En más de una ocasión, las presunciones que hacemos respecto a los personajes, tanto principales como secundarios, resultan ser erróneas, como en el caso del hombre que trata de impedir la entrada de Marc y Enrique al apartamento del primero, y que lejos de ser una amenaza es tan sólo un inmigrante que defiende a su familia y que no tiene a dónde ir. En el curso de su peripecia, Marc, que daba la impresión de ser un individuo algo pusilánime y pasivo, encuentra en su interior una fuerza y determinación que desconocía; y Enrique, quien de partida parecía el más duro y antipático, muestra sus vulnerabilidades, revela sus sentimientos por su padre y se confiesa víctima de una crisis vital desde que encontró a una de las primeras víctimas del Pánico muerta en su despacho desde hacía días sin que nadie lo hubiera echado de menos.
La amistad que va surgiendo entre los dos está desarrollada de forma verosímil y cuando ambos, hacia el final, se ríen recordando que Enrique a punto estuvo de despedir a Marc, es un momento íntimo y agradable que demuestra que el dúo de hermanos guionistas-directores han sabido sortear el conflicto fácil y forzado. Enrique y Marc han sabido comprender que el pasado ya no importa y que el presente ofrece suficientes desafíos como para encastillarse en “viejos” rencores de un mundo que ya no existe. Gutiérrez y Coronado dan vida a sus personajes con total convicción y consiguen que el espectador conecte con ellos al punto de sentir lástima cuando sus planes se tuercen una y otra vez y desear que consigan llegar a sus respectivas metas.
La película alcanza su clímax cuando (ATENCIÓN SPOILER) Marc realiza un esfuerzo titánico para salir al aire libre y atravesar la calle que le separa del edificio donde se halla Julia. La historia termina con una nota de esperanza tras tanta miseria y violencia: una serie de elipsis nos muestran que ambos han dado a luz a un bebé, que, al pasar los años crece y, él sí, puede salir sin problemas al mundo exterior, donde se une a otro grupo de jóvenes, la nueva generación, que vivirá libre entre las ruinas de la antigua (FIN SPOILER).
Hay quien puede encontrar ese final artificialmente edulcorado, y quien considere que, aunque la historia y los personajes sean muy sólidos, los directores no hayan conseguido capitalizar el potencial claustrofóbico y agorafóbico de la premisa. Pero, en mi opinión, ello no le resta interés a esta fábula moral sobre el poder del amor y la amistad en un entorno de derrumbe social. Un aporte modesto pero diferente, con un metraje razonable y más corazón que muchos otros dramas apocalípticos mejor dotados presupuestariamente.
La película me gustó, sin llegar a enloquecerme, la verdad. Debería de volver a verla para definir qué fue lo que no me acabó de agarrar. Pero lo que quería comentar es que el argumento no dejó de recordarme un cuento corto de Manuel de Pedrolo llamado Las Civilizaciones son Mortales, en que de repente la gente no puede salir a la calle porque al cruzar el umbral de un edificio se aparece en el interior del de enfrente, excepto alguno que logra llegar a la calle para morir de (creo) ataque al corazón. No es exactamente lo mismo, pero sí que tiene un aire.

--- Tareas ---
[A] Enumera los nombres de todos los personajes de la película que aparecen en la reseña.
[B] Según la reseña, ¿cómo se titula el cuento corto de Manuel de Pedrolo que le recordó a su autor el argumento de la película?

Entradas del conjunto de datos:
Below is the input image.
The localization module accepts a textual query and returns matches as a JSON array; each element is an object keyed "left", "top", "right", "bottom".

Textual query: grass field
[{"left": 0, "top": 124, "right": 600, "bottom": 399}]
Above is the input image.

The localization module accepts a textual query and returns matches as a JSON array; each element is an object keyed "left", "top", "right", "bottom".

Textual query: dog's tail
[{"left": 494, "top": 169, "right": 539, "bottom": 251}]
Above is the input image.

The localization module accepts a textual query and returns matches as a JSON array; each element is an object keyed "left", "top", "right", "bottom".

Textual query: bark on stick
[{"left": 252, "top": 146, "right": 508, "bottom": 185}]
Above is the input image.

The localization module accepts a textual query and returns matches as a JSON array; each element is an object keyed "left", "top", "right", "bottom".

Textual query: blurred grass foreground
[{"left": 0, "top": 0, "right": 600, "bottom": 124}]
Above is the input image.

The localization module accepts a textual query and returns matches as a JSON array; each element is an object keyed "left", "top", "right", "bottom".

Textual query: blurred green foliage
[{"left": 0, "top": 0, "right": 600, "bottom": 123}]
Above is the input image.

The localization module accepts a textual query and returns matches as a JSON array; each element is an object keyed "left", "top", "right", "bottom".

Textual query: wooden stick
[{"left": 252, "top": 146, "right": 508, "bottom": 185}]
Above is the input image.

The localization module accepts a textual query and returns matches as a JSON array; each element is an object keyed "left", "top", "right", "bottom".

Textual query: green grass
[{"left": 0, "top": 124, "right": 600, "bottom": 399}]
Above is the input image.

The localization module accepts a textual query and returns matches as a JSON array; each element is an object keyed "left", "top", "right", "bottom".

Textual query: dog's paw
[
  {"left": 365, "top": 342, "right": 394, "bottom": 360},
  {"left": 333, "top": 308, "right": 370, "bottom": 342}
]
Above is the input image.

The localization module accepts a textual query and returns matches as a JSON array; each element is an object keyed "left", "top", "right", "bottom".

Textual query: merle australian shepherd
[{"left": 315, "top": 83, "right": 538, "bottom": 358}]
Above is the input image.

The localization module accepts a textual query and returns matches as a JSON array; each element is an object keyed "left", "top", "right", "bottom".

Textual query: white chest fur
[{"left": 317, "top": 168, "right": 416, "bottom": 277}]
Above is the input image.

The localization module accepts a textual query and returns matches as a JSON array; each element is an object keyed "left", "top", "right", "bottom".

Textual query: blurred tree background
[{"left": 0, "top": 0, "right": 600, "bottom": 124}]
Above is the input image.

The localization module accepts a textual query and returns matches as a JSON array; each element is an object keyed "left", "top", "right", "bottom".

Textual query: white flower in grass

--- Respuestas ---
[A] Marc, Enrique y Julia.

[B] Las Civilizaciones son Mortales.